Aim:
Copy only the lines from the one containing "of the blue" through the one containing "Target: blue and white striped shirt", swapping "striped" for "checkered" and leaving everything else unchanged.

Input material:

□ □ □ □ □

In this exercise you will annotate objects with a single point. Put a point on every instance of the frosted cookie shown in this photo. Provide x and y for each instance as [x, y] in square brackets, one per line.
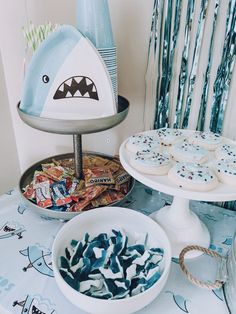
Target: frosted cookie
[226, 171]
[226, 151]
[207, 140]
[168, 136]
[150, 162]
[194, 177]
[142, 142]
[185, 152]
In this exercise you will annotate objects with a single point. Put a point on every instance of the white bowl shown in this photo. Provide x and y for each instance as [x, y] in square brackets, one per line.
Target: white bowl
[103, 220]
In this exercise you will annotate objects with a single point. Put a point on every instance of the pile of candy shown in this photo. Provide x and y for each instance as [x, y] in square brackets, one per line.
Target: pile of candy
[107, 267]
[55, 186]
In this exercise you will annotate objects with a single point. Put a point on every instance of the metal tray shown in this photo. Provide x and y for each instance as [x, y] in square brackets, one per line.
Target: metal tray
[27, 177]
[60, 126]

□ □ □ □ □

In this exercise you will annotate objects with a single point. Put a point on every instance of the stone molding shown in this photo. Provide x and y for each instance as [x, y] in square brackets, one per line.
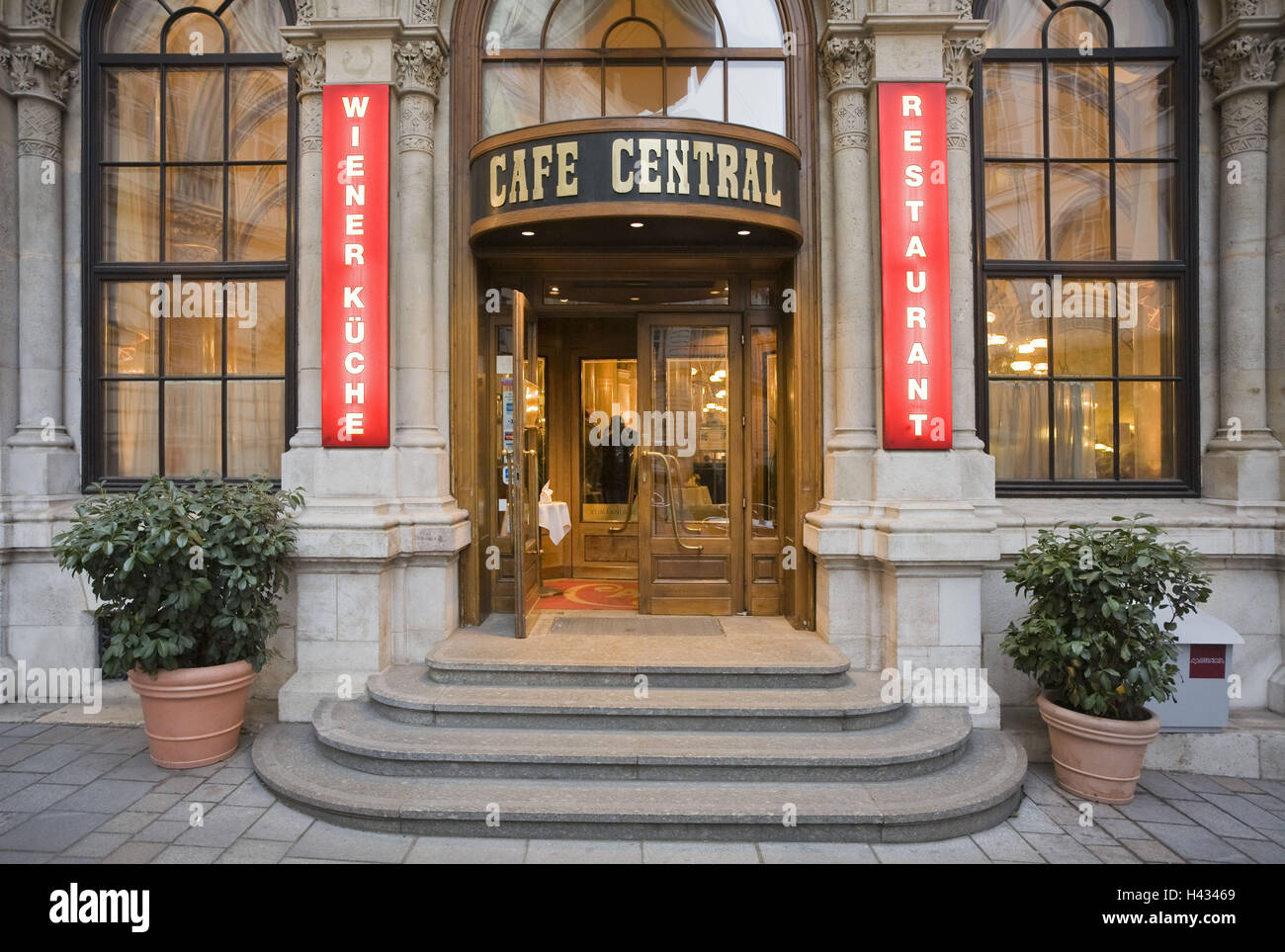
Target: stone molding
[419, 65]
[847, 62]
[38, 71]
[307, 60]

□ □ □ □ □

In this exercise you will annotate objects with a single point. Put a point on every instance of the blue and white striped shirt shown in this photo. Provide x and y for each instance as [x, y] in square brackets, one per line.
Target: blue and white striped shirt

□ □ □ □ □

Solved problem:
In this exercise you will annotate objects with a single point. Put a point on every instance of the blue and white checkered shirt shown in this photo. Provide x and y for each instance as [x, y] in square brackets, one per line.
Target: blue and white checkered shirt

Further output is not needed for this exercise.